# [TASK GOAL]
Which lines of the listing below contain the word "person"? Pick out each one and copy it, matching uppercase and lowercase exactly.

# [RECORDED DATA]
▬▬▬▬▬▬▬▬▬▬

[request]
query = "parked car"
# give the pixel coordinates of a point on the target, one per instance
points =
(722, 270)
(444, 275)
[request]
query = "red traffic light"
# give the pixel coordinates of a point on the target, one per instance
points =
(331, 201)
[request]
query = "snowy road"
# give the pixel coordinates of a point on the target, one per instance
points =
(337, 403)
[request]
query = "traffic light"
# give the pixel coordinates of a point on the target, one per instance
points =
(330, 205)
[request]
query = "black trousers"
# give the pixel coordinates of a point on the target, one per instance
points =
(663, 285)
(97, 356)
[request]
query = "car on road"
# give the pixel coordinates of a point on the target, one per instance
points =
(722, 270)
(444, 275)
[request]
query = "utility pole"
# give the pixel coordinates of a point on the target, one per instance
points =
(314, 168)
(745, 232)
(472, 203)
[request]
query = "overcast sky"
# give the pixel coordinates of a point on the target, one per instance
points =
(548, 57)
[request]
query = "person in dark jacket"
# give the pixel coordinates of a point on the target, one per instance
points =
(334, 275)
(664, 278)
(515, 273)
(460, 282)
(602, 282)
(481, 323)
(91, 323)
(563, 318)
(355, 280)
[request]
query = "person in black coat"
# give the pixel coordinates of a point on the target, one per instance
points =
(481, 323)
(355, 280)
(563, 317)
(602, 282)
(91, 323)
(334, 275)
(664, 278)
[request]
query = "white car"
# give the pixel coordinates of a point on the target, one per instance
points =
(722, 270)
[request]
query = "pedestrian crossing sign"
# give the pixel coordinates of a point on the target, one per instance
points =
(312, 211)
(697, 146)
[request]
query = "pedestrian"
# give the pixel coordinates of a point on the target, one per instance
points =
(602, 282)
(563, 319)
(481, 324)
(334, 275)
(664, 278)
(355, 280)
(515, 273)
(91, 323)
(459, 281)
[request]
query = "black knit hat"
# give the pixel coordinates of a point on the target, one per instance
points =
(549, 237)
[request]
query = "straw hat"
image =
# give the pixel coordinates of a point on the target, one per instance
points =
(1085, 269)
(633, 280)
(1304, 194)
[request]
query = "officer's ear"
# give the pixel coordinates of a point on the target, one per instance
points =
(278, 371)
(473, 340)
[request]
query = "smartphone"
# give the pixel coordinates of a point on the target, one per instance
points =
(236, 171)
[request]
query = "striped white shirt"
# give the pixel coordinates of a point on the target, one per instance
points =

▬▬▬▬▬▬▬▬▬▬

# [EXPECTED OUTPUT]
query = "person in dark jacket"
query = "person in black coat"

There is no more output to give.